** Start Source extract **

A roaster from Austin once rejected my natural-processed Catimor. He cupped it blind. He wrote "fermented, heavy, weird" on his scoring sheet. Then he tasted a washed lot of the exact same variety, harvested the same week. He wrote "clean, chocolate, balanced." Same beans. Different process. The only variable was water. Or the lack of it.
That was the moment he understood. Natural processing is not a defect. It is a tool. And it transforms Chinese coffee in ways that some buyers crave and others simply cannot sell to their customers.
Natural processing dramatically increases the body of Chinese Arabica—specifically Yunnan Catimor—by preserving the fruit mucilage during a prolonged sun-drying phase, which allows sugars and lipids to migrate into the bean and produces a heavy, syrupy mouthfeel with jammy fruit notes that washed processing cannot replicate.
So, when does natural processing make sense for your lineup? When does it go wrong? And how do you source a natural Chinese coffee that actually cups well? Let me walk through all of this from the farm side. Because I have seen both the brilliance and the disaster of this method under the Baoshan sun.
What Is the Difference Between Natural and Washed Processing in Yunnan?
Let me start with the physical reality. In washed processing, we depulp the cherry within hours of harvest. The sticky mucilage gets fermented off in water tanks. Then the clean parchment is dried on raised beds or patios. The bean inside never touches the fruit pulp during drying. The result is a coffee that tastes like the seed itself—clean, mild, defined by the variety and the soil, not by the fruit.
In natural processing, we skip the depulper entirely. We take the whole cherry, straight from the picker's basket, and spread it on raised beds. The cherry dries intact. It takes 20 to 30 days, depending on the weather. During that time, the bean is marinating inside the fruit. Sugars seep in. Fermentation starts and stops naturally. The bean darkens. The final cup is unrecognizable from its washed sibling.
Washed Yunnan coffee tastes clean, mild, with chocolate and nut notes dominant. Natural Yunnan coffee tastes wild, fruity, with heavy body and fermented berry undertones. They are essentially two different products from the same tree.
This is not a small difference. If a washed Catimor scores 82 points with a profile of "milk chocolate, almond, clean finish," the same lot processed naturally might cup at 84 points but taste like "strawberry jam, molasses, winey, thick." The body shifts from medium to heavy. The aftertaste clings much longer.

How Long Does the Natural Drying Process Take in Yunnan?
Timing is everything. And Yunnan's climate drives the timeline completely.
Baoshan sits at a high altitude, between one thousand two hundred and one thousand six hundred meters. The dry season runs from November to April. Daytime temperatures hit twenty-five degrees Celsius. Nighttime drops to ten or twelve. Humidity stays low. These are good natural drying conditions.

** End Source extract **
** Start Supplied material **

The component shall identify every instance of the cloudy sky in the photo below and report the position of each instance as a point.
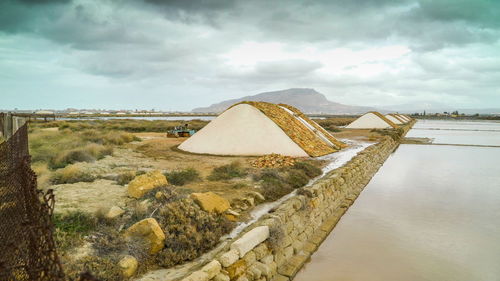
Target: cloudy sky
(180, 54)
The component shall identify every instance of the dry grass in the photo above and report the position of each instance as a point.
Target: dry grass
(332, 124)
(43, 173)
(182, 177)
(71, 174)
(125, 177)
(227, 172)
(279, 182)
(128, 125)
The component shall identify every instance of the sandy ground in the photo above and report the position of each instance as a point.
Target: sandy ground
(155, 151)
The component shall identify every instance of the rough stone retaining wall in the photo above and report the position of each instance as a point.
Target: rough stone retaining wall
(277, 246)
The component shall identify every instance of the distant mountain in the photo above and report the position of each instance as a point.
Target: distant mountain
(307, 100)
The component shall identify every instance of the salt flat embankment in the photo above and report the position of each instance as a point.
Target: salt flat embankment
(279, 243)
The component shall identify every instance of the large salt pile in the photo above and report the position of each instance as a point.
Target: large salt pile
(259, 128)
(372, 120)
(395, 119)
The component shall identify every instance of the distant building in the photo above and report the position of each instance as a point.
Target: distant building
(44, 112)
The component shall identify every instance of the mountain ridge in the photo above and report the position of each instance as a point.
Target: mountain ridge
(305, 99)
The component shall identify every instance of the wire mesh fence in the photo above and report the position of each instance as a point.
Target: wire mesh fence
(27, 248)
(27, 251)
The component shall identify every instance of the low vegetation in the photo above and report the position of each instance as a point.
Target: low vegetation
(54, 149)
(71, 174)
(227, 172)
(333, 124)
(279, 182)
(395, 134)
(127, 125)
(191, 232)
(125, 177)
(72, 227)
(182, 177)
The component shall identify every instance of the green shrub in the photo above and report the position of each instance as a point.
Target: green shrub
(191, 231)
(297, 178)
(71, 174)
(309, 169)
(75, 222)
(273, 184)
(395, 134)
(125, 177)
(278, 182)
(71, 227)
(239, 185)
(182, 177)
(226, 172)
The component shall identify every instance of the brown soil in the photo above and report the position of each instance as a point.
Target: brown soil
(155, 151)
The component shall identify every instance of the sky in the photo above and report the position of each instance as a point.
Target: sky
(178, 54)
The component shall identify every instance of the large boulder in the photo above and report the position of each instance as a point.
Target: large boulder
(129, 265)
(211, 202)
(114, 212)
(149, 231)
(142, 184)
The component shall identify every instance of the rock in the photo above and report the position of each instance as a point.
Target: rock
(250, 239)
(232, 215)
(258, 196)
(128, 264)
(212, 269)
(114, 212)
(249, 201)
(150, 231)
(140, 185)
(237, 269)
(197, 276)
(229, 258)
(221, 277)
(211, 202)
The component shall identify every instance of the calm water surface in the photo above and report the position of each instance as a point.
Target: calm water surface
(430, 213)
(458, 132)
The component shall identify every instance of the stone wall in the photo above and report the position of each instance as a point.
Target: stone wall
(278, 245)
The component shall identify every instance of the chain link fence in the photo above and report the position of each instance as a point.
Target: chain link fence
(27, 248)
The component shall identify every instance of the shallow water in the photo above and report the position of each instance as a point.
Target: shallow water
(458, 132)
(150, 118)
(430, 213)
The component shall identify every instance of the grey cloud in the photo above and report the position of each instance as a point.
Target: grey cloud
(452, 42)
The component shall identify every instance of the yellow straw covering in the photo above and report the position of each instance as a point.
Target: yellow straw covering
(293, 128)
(331, 138)
(385, 119)
(398, 117)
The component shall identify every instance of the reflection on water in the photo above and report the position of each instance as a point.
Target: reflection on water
(458, 132)
(150, 118)
(430, 213)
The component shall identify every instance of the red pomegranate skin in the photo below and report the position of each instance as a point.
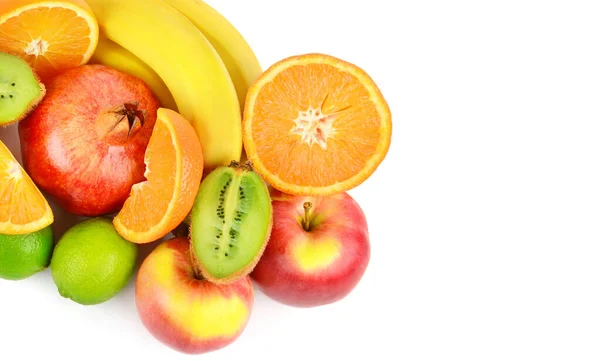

** End Supplied material **

Set of tasks:
A. According to the Yunnan coffee article, how long does the whole cherry take to dry in natural processing?
B. Duplicate the Yunnan coffee article from "Baoshan sits at" up to and including "natural drying conditions.".
C. Write the next part of the Yunnan coffee article, picking up after its last sentence.
The items come from a separate source.

Answer list:
A. It takes 20 to 30 days, depending on the weather.

B.
Baoshan sits at a high altitude, between one thousand two hundred and one thousand six hundred meters. The dry season runs from November to April. Daytime temperatures hit twenty-five degrees Celsius. Nighttime drops to ten or twelve. Humidity stays low. These are good natural drying conditions.

C.
Here is a typical drying timeline for our natural lots:
| Drying Phase | Duration | Moisture Content Target | Key Observation |
|---|---|---|---|
| Initial skin drying | 3-5 days | 40-45% | Cherry skin turns leathery, dark purple |
| Mid-phase sugar concentration | 8-12 days | 20-25% | Cherries shrink, syrupy smell develops |
| Final slow drying | 5-8 days | 10.5-12% | Beans rattle inside husk when shaken |
| Total process | 20-25 days | 10.5-12% final | Ready for hulling after rest period |
Compare that to a washed lot, which dries in 7 to 12 days because we remove the fruit first. The natural takes twice as long. That doubling of drying time is exactly where the body builds. The slow dehydration gives sugars time to migrate and complex Maillard precursors to form.
But risk hides in that extra time. An unexpected rain shower during mid-phase can spike the moisture back up and introduce mold. I have lost small batches to unseasonal rain in December. It is devastating. You watch two weeks of careful work turn into compost. You can find useful articles on managing drying risks on Perfect Daily Grind, where producers share field-level experiences.
What Defects Are Common in Poorly Processed Natural Coffee?
Natural processing is less forgiving than washed. Cut corners, and the defects are loud.
The most common defect is over-fermentation. If the cherry layer is too thick on the drying bed, heat builds up in the center. Anaerobic pockets form. The coffee starts to taste like vinegar or rotten fruit. Not the pleasant winey note. The unpleasant, nail-polish-remover note. This is why we rake the beds every two hours during the first ten days. Constant turning. No hot spots allowed.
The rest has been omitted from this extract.